### [Requirement]
Express the records below as a two-column CSV with the header input,output, writing one row per record. Put each record's text in input and its answer in output, enclose each field in double quotes, and replace line breaks with spaces.

### [Records for the exercise]
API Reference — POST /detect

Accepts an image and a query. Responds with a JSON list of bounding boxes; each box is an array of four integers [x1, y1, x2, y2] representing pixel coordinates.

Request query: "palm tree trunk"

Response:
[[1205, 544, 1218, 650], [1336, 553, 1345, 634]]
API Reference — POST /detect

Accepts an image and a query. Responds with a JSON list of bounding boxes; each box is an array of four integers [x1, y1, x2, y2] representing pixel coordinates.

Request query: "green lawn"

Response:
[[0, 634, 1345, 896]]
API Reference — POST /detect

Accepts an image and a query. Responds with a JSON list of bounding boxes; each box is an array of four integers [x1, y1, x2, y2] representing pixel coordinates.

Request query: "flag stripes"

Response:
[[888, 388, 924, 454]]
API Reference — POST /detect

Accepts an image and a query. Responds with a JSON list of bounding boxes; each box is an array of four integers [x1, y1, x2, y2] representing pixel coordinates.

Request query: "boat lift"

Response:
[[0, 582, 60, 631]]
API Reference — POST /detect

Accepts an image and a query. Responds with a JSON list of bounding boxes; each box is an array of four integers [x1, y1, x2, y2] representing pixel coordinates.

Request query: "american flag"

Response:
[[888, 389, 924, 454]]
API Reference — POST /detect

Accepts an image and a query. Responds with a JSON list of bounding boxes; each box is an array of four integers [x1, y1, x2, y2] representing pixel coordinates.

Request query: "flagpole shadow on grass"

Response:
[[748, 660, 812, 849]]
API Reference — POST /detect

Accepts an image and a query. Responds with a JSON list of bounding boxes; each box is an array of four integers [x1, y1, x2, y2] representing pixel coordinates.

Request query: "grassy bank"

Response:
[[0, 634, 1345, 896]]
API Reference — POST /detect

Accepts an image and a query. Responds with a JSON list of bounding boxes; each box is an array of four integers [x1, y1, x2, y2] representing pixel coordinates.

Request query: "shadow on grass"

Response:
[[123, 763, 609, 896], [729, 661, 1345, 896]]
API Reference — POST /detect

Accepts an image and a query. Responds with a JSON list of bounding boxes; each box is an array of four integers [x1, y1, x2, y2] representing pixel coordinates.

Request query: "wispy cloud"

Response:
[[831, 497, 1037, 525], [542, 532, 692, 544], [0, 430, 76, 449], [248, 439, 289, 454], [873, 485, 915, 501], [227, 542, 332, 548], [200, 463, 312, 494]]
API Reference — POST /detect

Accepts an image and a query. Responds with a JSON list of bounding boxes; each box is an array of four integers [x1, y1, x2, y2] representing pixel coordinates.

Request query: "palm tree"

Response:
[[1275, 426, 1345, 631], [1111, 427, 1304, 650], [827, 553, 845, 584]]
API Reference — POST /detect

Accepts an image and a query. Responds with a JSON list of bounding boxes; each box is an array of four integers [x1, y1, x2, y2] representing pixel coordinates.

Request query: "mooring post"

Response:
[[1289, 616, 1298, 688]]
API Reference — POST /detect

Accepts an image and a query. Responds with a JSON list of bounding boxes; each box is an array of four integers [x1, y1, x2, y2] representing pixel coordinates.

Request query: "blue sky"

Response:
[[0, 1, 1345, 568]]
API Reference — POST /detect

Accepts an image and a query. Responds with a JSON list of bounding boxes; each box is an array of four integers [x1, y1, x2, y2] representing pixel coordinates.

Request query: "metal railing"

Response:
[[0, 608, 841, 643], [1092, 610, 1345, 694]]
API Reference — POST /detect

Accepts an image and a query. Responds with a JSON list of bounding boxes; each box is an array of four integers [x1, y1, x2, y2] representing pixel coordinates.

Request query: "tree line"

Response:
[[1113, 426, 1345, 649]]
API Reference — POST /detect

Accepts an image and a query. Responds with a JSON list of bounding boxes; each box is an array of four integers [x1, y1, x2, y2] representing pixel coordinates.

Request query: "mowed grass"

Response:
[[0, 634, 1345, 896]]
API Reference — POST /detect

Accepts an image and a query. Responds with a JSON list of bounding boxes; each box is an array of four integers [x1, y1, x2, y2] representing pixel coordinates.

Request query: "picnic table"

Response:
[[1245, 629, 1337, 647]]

### [Full answer]
input,output
"API Reference — POST /detect Accepts an image and a query. Responds with a JSON list of bounding boxes; each box is an array of four integers [x1, y1, x2, y2] representing pixel coordinates. Request query: ""palm tree trunk"" Response:","[[1205, 544, 1218, 650], [1336, 553, 1345, 634]]"
"API Reference — POST /detect Accepts an image and a query. Responds with a JSON list of bounding boxes; each box is an array of four integers [x1, y1, x2, y2] representing pixel coordinates. Request query: ""green lawn"" Response:","[[0, 634, 1345, 896]]"
"API Reference — POST /detect Accepts an image and a query. Responds with a JSON list of bounding boxes; each box is an array of four integers [x1, y1, x2, y2] representing pixel coordinates. Request query: ""flag stripes"" Response:","[[888, 388, 924, 454]]"
"API Reference — POST /detect Accepts an image and a query. Responds with a JSON list of bounding boxes; each box is an array of four integers [x1, y1, x2, y2] representing pixel coordinates. Request query: ""boat lift"" Response:","[[0, 582, 60, 631]]"
"API Reference — POST /detect Accepts an image and a query. Responds with a JSON list of bounding boxes; each box is an array of four integers [x1, y1, x2, y2] representing pixel coordinates. Request query: ""american flag"" Response:","[[888, 389, 924, 454]]"
"API Reference — POST /detect Accepts an image and a query. Responds with a JSON list of bounding boxes; each box is an array of four integers [x1, y1, x2, y2] representing pixel coordinates. Request query: ""flagpole shadow on grass"" Response:","[[748, 660, 812, 849]]"
"API Reference — POST /detect Accepts an image and a query. Responds with a JSON list of bounding boxes; each box is an array of four integers [x1, y1, x2, y2] representing pixel coordinates. Request query: ""grassy bank"" Response:","[[0, 634, 1345, 896]]"
"API Reference — POST /detect Accepts an image and a query. Responds with a JSON list of bounding boxes; each box is an array of four integers [x1, y1, x2, y2] representing pixel coordinates. Request query: ""shadow on grass"" Response:","[[123, 763, 609, 896], [729, 661, 1345, 896]]"
"API Reference — POST /detect Accepts an image and a query. Responds with a JSON list of bounding boxes; each box is an array of four integers [x1, y1, x2, y2] representing pixel coordinates. Request query: ""wispy cloud"" Response:","[[831, 497, 1037, 525], [542, 532, 692, 544], [0, 430, 76, 449], [248, 439, 289, 454], [873, 485, 915, 501], [227, 542, 332, 548], [200, 463, 312, 494]]"
"API Reference — POST /detect Accepts an image and a query. Responds with a JSON list of bounding boxes; each box is an array of four integers [x1, y1, x2, y2] representing pixel coordinates. Request query: ""palm tree"" Response:","[[1275, 426, 1345, 631], [1111, 427, 1304, 650], [827, 553, 845, 584]]"
"API Reference — POST /detect Accepts an image and a query. Responds with a JSON list of bounding boxes; each box is an array of four integers [x1, y1, x2, y2] representing pixel coordinates. Request query: ""mooring post"" Response:","[[1289, 616, 1298, 688]]"
"API Reference — POST /detect Accepts an image and a query. Responds with a JSON list of bounding boxes; each box is an array of four integers [x1, y1, x2, y2] representing pixel coordinates. Request query: ""blue sky"" Response:","[[0, 1, 1345, 568]]"
"API Reference — POST /detect Accepts an image and a query. Responds with a JSON list of bounding boxes; each box is an array of four integers [x1, y1, x2, y2] representing pixel coordinates. Request query: ""metal railing"" Response:","[[0, 608, 841, 643], [1092, 610, 1345, 694]]"
"API Reference — POST /detect Accepts an image and a query. Responds with a JSON list of bounding boxes; each box is an array of four integers [x1, y1, x2, y2] representing pixel coordinates. Request query: ""tree line"" Response:","[[1113, 426, 1345, 649]]"
"API Reference — POST /detect Accepts an image and a query. Responds with a JSON list of bounding boxes; each box is an array of four integers [x1, y1, x2, y2] representing pixel coordinates. Request query: ""mowed grass"" Response:","[[0, 634, 1345, 896]]"
"API Reference — POST /detect Accepts an image and a query. Responds with a JSON list of bounding boxes; each box is an array of four integers [x1, y1, x2, y2] representing pixel coordinates. Request query: ""picnic table"" Response:","[[1245, 629, 1337, 647]]"